■ GIVEN REQUEST 1:
Reproduce the passage of the social media consultants article below from "There are a" up to and including "on your own.".

■ QUOTED PASSAGE:
* * * *

A Publication of WTVP

There are a lot of “social media experts” around these days. They claim that they can perform miracles for a business using Twitter, Facebook, YouTube, blogs and other social network tools. You may feel bewildered by all the hype, unsure where or how to begin. Some professional help in this area is better than attempting to do it on your own.

Unfortunately, there are incompetent consultants who can steer you down the wrong path. They typically have little experience in sales and marketing, and have been active in social media for just a year or two. They may dazzle you with buzzwords and youthful enthusiasm, but they don’t have any familiarity with your business or industry, nor do they ask enough of the right questions to gain a clear understanding. These so-called experts also tend to think that social media is full of gullible consumers who are easy to lure over to your brand.

A misguided company can make mistakes in social media that are not easy to correct. In fact, if your company uses the services of a bad social media consultant, the result can cause serious long-term damage to your brand, customer acquisition and public perception.

Exposing the Social Media Quack
My first advice to a company thinking about hiring a social media specialist is to ask the person what they generally suggest a company do. You’ll probably hear a lot of great-sounding ideas and grandiose promises. But here’s where you’ll expose their errors—ask them what should never be done in social media. Chances are, they’ll hem and haw, grope for a suitable reply, or, perhaps, be completely stumped.

* * * *

■ STORED DATA:
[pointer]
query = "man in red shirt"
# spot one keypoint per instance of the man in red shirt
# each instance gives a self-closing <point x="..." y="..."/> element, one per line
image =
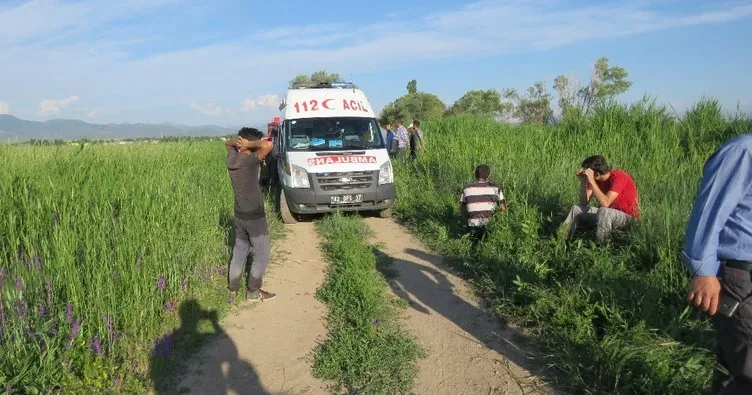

* * * *

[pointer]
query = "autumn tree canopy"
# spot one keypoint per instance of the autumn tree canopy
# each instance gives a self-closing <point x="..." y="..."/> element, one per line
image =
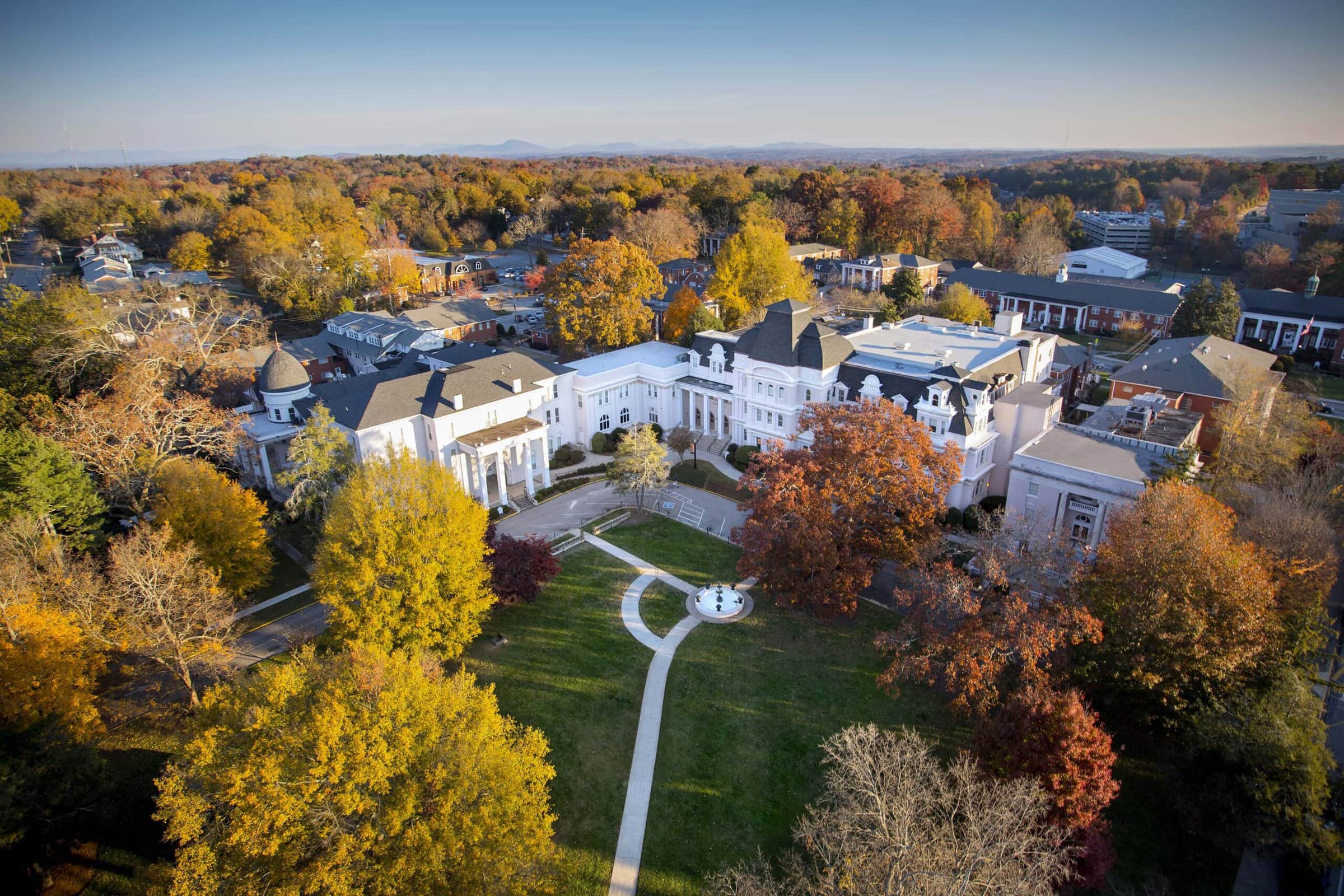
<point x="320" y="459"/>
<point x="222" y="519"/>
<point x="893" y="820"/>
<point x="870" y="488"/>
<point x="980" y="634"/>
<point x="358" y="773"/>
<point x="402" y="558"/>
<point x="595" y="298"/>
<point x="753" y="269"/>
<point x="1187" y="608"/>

* * * *

■ GIVEN REQUEST 2:
Report every line of the records above that contains the string "shirt", matching case.

■ WORKED SOLUTION 1:
There are a lot of “social media experts” around these days. They claim that they can perform miracles for a business using Twitter, Facebook, YouTube, blogs and other social network tools. You may feel bewildered by all the hype, unsure where or how to begin. Some professional help in this area is better than attempting to do it on your own.

■ WORKED SOLUTION 2:
query = "man in red shirt"
# spot one keypoint per instance of the man in red shirt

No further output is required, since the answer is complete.